저장된 기록:
□ □ □ □

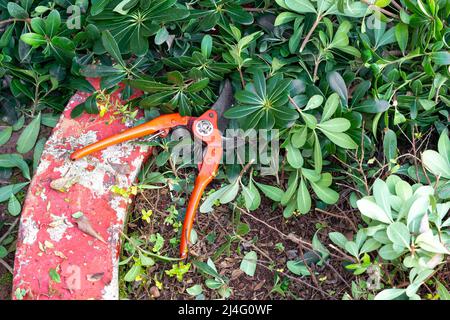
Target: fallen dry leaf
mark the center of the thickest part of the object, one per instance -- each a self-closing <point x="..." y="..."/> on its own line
<point x="63" y="184"/>
<point x="48" y="244"/>
<point x="154" y="292"/>
<point x="85" y="226"/>
<point x="95" y="276"/>
<point x="59" y="254"/>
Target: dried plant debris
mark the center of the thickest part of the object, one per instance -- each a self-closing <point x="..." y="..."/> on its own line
<point x="85" y="226"/>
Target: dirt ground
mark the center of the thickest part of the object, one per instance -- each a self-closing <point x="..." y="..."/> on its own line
<point x="268" y="230"/>
<point x="275" y="239"/>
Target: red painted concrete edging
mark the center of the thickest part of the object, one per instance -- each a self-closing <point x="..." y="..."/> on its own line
<point x="55" y="259"/>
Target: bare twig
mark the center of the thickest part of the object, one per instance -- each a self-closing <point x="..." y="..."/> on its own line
<point x="10" y="229"/>
<point x="339" y="217"/>
<point x="314" y="26"/>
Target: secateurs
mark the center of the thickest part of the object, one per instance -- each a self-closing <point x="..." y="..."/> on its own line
<point x="206" y="128"/>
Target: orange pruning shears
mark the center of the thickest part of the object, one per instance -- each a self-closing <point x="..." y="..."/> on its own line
<point x="207" y="128"/>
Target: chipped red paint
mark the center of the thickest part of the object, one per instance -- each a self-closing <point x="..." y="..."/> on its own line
<point x="49" y="237"/>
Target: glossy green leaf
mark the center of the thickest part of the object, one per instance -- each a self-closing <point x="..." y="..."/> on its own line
<point x="29" y="135"/>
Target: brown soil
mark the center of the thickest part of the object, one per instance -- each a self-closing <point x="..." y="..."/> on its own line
<point x="268" y="229"/>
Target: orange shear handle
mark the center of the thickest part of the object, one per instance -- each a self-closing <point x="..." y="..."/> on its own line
<point x="208" y="171"/>
<point x="163" y="122"/>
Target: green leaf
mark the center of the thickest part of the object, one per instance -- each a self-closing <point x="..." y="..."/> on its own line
<point x="98" y="6"/>
<point x="352" y="248"/>
<point x="16" y="11"/>
<point x="300" y="6"/>
<point x="195" y="290"/>
<point x="29" y="135"/>
<point x="343" y="140"/>
<point x="330" y="107"/>
<point x="248" y="264"/>
<point x="338" y="239"/>
<point x="401" y="34"/>
<point x="335" y="125"/>
<point x="111" y="47"/>
<point x="38" y="25"/>
<point x="161" y="36"/>
<point x="3" y="252"/>
<point x="314" y="102"/>
<point x="271" y="192"/>
<point x="441" y="58"/>
<point x="373" y="211"/>
<point x="390" y="294"/>
<point x="442" y="291"/>
<point x="382" y="196"/>
<point x="251" y="196"/>
<point x="14" y="207"/>
<point x="207" y="268"/>
<point x="337" y="83"/>
<point x="427" y="241"/>
<point x="303" y="198"/>
<point x="206" y="46"/>
<point x="294" y="156"/>
<point x="37" y="152"/>
<point x="5" y="135"/>
<point x="390" y="145"/>
<point x="33" y="39"/>
<point x="298" y="268"/>
<point x="285" y="17"/>
<point x="399" y="234"/>
<point x="7" y="191"/>
<point x="373" y="106"/>
<point x="15" y="160"/>
<point x="387" y="252"/>
<point x="298" y="139"/>
<point x="292" y="187"/>
<point x="54" y="275"/>
<point x="327" y="195"/>
<point x="134" y="271"/>
<point x="52" y="23"/>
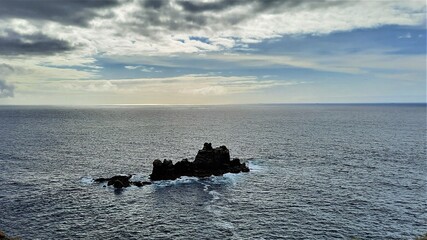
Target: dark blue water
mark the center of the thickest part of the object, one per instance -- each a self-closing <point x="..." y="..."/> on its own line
<point x="317" y="172"/>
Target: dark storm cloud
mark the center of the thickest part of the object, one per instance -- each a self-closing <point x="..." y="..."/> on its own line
<point x="156" y="4"/>
<point x="6" y="90"/>
<point x="258" y="5"/>
<point x="36" y="44"/>
<point x="69" y="12"/>
<point x="190" y="15"/>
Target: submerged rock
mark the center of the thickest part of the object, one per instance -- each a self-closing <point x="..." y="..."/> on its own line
<point x="209" y="161"/>
<point x="121" y="181"/>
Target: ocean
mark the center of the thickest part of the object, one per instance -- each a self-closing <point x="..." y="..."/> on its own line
<point x="320" y="171"/>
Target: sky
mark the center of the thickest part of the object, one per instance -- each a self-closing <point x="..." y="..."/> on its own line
<point x="84" y="52"/>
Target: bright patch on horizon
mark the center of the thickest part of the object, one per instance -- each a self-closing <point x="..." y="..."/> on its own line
<point x="180" y="51"/>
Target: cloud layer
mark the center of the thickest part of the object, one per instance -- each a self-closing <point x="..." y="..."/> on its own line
<point x="6" y="90"/>
<point x="120" y="27"/>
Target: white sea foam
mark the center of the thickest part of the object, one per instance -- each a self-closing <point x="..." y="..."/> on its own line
<point x="86" y="180"/>
<point x="215" y="195"/>
<point x="254" y="166"/>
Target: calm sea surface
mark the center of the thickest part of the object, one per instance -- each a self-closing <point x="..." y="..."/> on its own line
<point x="317" y="172"/>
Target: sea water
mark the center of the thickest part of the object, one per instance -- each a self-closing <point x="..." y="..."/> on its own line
<point x="317" y="172"/>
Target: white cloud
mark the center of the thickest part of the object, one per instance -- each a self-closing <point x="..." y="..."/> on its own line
<point x="407" y="36"/>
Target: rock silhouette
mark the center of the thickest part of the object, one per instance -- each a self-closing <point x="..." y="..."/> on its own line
<point x="209" y="161"/>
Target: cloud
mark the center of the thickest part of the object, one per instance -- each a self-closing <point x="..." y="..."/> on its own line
<point x="142" y="27"/>
<point x="143" y="69"/>
<point x="6" y="90"/>
<point x="75" y="12"/>
<point x="13" y="43"/>
<point x="190" y="85"/>
<point x="407" y="36"/>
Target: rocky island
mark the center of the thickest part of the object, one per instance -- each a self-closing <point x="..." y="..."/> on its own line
<point x="209" y="161"/>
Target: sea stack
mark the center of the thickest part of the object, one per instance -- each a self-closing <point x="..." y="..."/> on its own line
<point x="209" y="161"/>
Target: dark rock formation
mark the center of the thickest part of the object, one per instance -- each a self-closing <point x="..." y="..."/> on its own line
<point x="121" y="181"/>
<point x="209" y="161"/>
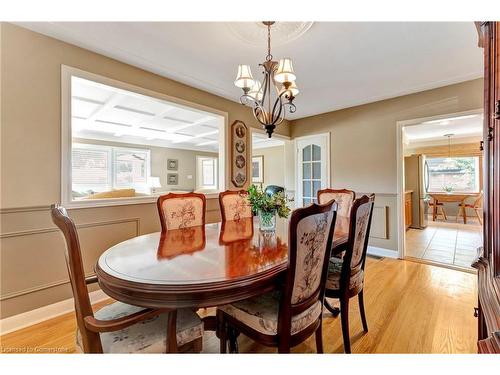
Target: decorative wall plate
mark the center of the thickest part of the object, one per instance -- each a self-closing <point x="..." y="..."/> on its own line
<point x="239" y="153"/>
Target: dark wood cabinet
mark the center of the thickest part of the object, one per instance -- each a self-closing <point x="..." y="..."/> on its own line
<point x="488" y="261"/>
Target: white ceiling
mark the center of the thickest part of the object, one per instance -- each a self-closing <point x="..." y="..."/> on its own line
<point x="110" y="114"/>
<point x="338" y="64"/>
<point x="462" y="128"/>
<point x="260" y="140"/>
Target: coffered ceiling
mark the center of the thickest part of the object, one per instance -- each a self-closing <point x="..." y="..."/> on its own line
<point x="338" y="64"/>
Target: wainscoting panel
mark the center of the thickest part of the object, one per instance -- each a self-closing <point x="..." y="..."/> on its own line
<point x="379" y="223"/>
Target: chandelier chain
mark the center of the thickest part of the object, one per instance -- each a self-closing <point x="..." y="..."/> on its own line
<point x="269" y="57"/>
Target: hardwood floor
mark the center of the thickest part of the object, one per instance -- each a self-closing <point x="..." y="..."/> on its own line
<point x="411" y="308"/>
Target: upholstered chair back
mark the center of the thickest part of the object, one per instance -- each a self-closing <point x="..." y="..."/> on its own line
<point x="178" y="211"/>
<point x="234" y="205"/>
<point x="361" y="215"/>
<point x="90" y="340"/>
<point x="342" y="197"/>
<point x="310" y="243"/>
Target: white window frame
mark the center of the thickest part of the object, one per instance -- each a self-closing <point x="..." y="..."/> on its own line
<point x="477" y="166"/>
<point x="199" y="172"/>
<point x="113" y="150"/>
<point x="67" y="73"/>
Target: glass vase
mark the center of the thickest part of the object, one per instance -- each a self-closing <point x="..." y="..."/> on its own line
<point x="267" y="220"/>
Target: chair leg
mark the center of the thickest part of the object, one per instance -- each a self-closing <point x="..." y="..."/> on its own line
<point x="222" y="333"/>
<point x="443" y="212"/>
<point x="283" y="348"/>
<point x="319" y="338"/>
<point x="344" y="317"/>
<point x="362" y="311"/>
<point x="334" y="310"/>
<point x="476" y="210"/>
<point x="233" y="339"/>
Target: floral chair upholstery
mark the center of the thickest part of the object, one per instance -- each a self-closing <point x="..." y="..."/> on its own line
<point x="118" y="327"/>
<point x="148" y="336"/>
<point x="261" y="313"/>
<point x="179" y="211"/>
<point x="234" y="205"/>
<point x="346" y="276"/>
<point x="356" y="253"/>
<point x="343" y="198"/>
<point x="310" y="238"/>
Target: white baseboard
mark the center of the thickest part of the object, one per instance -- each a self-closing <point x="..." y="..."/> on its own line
<point x="16" y="322"/>
<point x="381" y="252"/>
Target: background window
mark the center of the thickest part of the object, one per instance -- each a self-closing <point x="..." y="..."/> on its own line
<point x="460" y="174"/>
<point x="206" y="172"/>
<point x="97" y="168"/>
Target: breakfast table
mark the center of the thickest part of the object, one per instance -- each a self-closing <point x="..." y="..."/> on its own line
<point x="202" y="266"/>
<point x="450" y="197"/>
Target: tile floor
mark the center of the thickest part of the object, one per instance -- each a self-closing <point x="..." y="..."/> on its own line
<point x="447" y="242"/>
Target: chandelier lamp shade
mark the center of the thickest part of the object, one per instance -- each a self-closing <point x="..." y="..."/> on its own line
<point x="272" y="97"/>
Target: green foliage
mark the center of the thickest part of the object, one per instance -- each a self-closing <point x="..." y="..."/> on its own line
<point x="260" y="201"/>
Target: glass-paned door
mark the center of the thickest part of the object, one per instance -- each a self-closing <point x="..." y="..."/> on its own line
<point x="311" y="168"/>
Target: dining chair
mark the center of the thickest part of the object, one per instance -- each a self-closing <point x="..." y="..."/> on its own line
<point x="477" y="206"/>
<point x="346" y="276"/>
<point x="119" y="327"/>
<point x="292" y="312"/>
<point x="342" y="197"/>
<point x="439" y="208"/>
<point x="181" y="210"/>
<point x="234" y="205"/>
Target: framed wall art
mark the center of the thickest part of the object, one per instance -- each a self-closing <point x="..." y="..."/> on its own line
<point x="239" y="153"/>
<point x="172" y="164"/>
<point x="172" y="179"/>
<point x="258" y="169"/>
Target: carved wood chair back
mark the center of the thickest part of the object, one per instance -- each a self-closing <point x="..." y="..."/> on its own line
<point x="310" y="243"/>
<point x="83" y="308"/>
<point x="342" y="197"/>
<point x="234" y="205"/>
<point x="179" y="211"/>
<point x="357" y="244"/>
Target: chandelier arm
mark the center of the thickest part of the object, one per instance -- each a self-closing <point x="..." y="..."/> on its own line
<point x="264" y="89"/>
<point x="277" y="110"/>
<point x="245" y="98"/>
<point x="282" y="105"/>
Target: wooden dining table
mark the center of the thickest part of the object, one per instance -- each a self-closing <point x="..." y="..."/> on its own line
<point x="451" y="197"/>
<point x="202" y="266"/>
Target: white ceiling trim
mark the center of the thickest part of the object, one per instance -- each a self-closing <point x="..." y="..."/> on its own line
<point x="115" y="53"/>
<point x="164" y="69"/>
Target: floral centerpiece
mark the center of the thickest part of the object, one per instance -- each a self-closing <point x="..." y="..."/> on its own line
<point x="448" y="188"/>
<point x="268" y="206"/>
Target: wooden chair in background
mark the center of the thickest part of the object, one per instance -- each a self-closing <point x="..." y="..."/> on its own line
<point x="290" y="314"/>
<point x="477" y="206"/>
<point x="346" y="276"/>
<point x="118" y="327"/>
<point x="179" y="211"/>
<point x="436" y="207"/>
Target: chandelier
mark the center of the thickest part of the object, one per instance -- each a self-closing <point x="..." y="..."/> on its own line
<point x="272" y="97"/>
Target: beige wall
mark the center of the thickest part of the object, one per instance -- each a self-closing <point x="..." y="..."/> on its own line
<point x="33" y="273"/>
<point x="159" y="155"/>
<point x="274" y="165"/>
<point x="363" y="143"/>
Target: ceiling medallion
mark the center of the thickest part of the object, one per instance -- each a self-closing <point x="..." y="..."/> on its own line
<point x="274" y="96"/>
<point x="254" y="33"/>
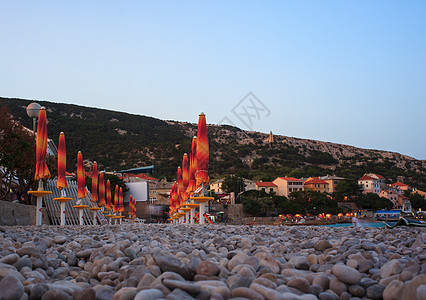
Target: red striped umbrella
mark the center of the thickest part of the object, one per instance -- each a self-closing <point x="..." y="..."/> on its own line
<point x="185" y="177"/>
<point x="62" y="163"/>
<point x="180" y="187"/>
<point x="201" y="175"/>
<point x="120" y="201"/>
<point x="101" y="189"/>
<point x="42" y="172"/>
<point x="192" y="167"/>
<point x="108" y="196"/>
<point x="115" y="208"/>
<point x="95" y="182"/>
<point x="174" y="197"/>
<point x="81" y="178"/>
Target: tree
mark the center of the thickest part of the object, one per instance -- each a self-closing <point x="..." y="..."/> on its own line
<point x="233" y="183"/>
<point x="17" y="156"/>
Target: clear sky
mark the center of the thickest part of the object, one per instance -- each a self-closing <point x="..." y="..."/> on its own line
<point x="351" y="72"/>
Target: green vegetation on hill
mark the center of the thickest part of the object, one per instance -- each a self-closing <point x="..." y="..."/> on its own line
<point x="119" y="140"/>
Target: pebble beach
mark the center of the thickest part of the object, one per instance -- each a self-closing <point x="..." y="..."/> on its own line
<point x="169" y="261"/>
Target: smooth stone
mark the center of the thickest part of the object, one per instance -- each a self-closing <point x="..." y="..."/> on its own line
<point x="179" y="294"/>
<point x="11" y="287"/>
<point x="84" y="294"/>
<point x="301" y="284"/>
<point x="150" y="294"/>
<point x="56" y="294"/>
<point x="60" y="239"/>
<point x="390" y="268"/>
<point x="245" y="292"/>
<point x="38" y="290"/>
<point x="410" y="287"/>
<point x="299" y="262"/>
<point x="103" y="292"/>
<point x="375" y="291"/>
<point x="10" y="259"/>
<point x="356" y="290"/>
<point x="346" y="274"/>
<point x="266" y="292"/>
<point x="337" y="286"/>
<point x="322" y="245"/>
<point x="393" y="290"/>
<point x="126" y="293"/>
<point x="167" y="262"/>
<point x="327" y="296"/>
<point x="207" y="268"/>
<point x="183" y="285"/>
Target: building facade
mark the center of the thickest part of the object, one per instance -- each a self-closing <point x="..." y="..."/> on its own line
<point x="287" y="185"/>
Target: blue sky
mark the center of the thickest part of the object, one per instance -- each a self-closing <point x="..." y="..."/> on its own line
<point x="351" y="72"/>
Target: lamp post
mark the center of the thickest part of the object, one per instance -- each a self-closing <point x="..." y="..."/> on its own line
<point x="33" y="109"/>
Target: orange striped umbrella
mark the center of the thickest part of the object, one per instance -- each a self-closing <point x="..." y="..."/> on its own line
<point x="180" y="187"/>
<point x="185" y="177"/>
<point x="101" y="189"/>
<point x="62" y="163"/>
<point x="174" y="197"/>
<point x="95" y="182"/>
<point x="115" y="208"/>
<point x="201" y="175"/>
<point x="120" y="201"/>
<point x="81" y="178"/>
<point x="42" y="172"/>
<point x="192" y="168"/>
<point x="108" y="196"/>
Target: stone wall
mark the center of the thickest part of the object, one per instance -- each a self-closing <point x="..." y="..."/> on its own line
<point x="19" y="214"/>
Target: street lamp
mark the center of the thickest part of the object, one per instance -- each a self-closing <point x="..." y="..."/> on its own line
<point x="33" y="111"/>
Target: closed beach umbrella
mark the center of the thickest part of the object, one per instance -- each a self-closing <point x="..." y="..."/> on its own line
<point x="81" y="178"/>
<point x="62" y="163"/>
<point x="95" y="182"/>
<point x="185" y="177"/>
<point x="116" y="200"/>
<point x="101" y="190"/>
<point x="201" y="175"/>
<point x="180" y="187"/>
<point x="120" y="201"/>
<point x="42" y="172"/>
<point x="192" y="167"/>
<point x="108" y="195"/>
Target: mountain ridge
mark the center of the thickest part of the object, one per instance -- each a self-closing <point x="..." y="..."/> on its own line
<point x="118" y="140"/>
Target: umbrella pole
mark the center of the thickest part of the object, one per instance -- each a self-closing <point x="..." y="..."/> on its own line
<point x="80" y="214"/>
<point x="62" y="213"/>
<point x="192" y="215"/>
<point x="39" y="213"/>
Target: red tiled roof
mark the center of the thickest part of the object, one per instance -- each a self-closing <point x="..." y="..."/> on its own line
<point x="290" y="179"/>
<point x="366" y="177"/>
<point x="142" y="176"/>
<point x="315" y="180"/>
<point x="398" y="184"/>
<point x="266" y="184"/>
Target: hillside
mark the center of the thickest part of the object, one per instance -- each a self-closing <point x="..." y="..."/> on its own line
<point x="119" y="140"/>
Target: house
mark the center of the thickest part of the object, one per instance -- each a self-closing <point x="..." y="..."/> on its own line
<point x="316" y="184"/>
<point x="332" y="182"/>
<point x="372" y="183"/>
<point x="287" y="185"/>
<point x="266" y="186"/>
<point x="391" y="195"/>
<point x="399" y="187"/>
<point x="216" y="186"/>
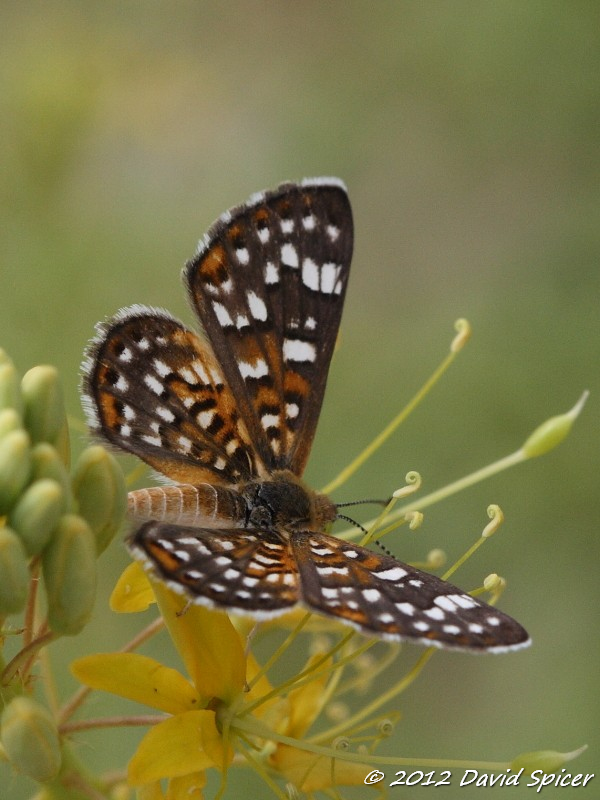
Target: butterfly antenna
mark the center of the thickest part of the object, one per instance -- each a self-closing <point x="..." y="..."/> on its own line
<point x="351" y="521"/>
<point x="362" y="502"/>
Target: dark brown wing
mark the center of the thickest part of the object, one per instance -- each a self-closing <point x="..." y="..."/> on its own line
<point x="382" y="596"/>
<point x="237" y="570"/>
<point x="268" y="283"/>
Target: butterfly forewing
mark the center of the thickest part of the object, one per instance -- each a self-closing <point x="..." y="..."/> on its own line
<point x="153" y="389"/>
<point x="268" y="283"/>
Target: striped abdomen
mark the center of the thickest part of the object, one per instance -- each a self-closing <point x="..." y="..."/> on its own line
<point x="184" y="504"/>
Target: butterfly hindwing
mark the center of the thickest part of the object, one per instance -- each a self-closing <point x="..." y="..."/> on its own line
<point x="237" y="569"/>
<point x="382" y="596"/>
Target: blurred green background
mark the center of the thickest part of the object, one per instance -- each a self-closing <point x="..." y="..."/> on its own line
<point x="467" y="134"/>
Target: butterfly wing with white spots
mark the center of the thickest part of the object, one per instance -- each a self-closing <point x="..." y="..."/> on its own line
<point x="268" y="283"/>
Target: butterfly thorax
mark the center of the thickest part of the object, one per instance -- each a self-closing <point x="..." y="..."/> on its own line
<point x="281" y="503"/>
<point x="286" y="503"/>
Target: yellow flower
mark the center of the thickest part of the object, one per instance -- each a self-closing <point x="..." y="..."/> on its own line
<point x="225" y="704"/>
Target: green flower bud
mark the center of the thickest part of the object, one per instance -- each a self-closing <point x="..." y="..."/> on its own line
<point x="545" y="760"/>
<point x="100" y="491"/>
<point x="552" y="432"/>
<point x="69" y="566"/>
<point x="36" y="514"/>
<point x="30" y="738"/>
<point x="14" y="573"/>
<point x="9" y="421"/>
<point x="45" y="416"/>
<point x="15" y="467"/>
<point x="46" y="463"/>
<point x="10" y="393"/>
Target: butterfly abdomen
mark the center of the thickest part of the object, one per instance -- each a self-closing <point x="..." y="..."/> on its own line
<point x="184" y="504"/>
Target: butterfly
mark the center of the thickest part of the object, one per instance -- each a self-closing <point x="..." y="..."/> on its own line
<point x="231" y="420"/>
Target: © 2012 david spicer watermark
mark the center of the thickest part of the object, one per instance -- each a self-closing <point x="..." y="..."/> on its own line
<point x="537" y="780"/>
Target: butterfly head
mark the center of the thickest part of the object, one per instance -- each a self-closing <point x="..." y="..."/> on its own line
<point x="285" y="502"/>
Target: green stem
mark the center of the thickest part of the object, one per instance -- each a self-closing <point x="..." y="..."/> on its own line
<point x="256" y="729"/>
<point x="366" y="711"/>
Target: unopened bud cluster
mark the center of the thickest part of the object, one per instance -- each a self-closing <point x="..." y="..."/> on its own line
<point x="53" y="519"/>
<point x="63" y="519"/>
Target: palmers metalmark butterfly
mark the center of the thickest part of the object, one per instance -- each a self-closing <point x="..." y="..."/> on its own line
<point x="231" y="421"/>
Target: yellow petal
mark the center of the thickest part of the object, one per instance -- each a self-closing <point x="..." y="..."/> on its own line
<point x="208" y="643"/>
<point x="151" y="791"/>
<point x="138" y="678"/>
<point x="181" y="745"/>
<point x="309" y="772"/>
<point x="306" y="701"/>
<point x="187" y="786"/>
<point x="132" y="591"/>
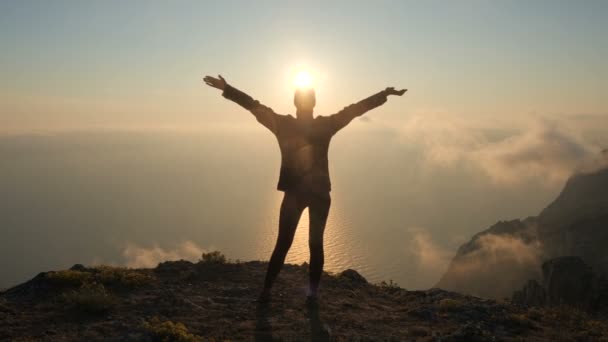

□ □ □ □

_학습 목표_: 위 목록에서 "orange" 문자열이 들어 있는 줄이 몇 개인지 세어 숫자만 쓰시오.

_아래 결과_: 3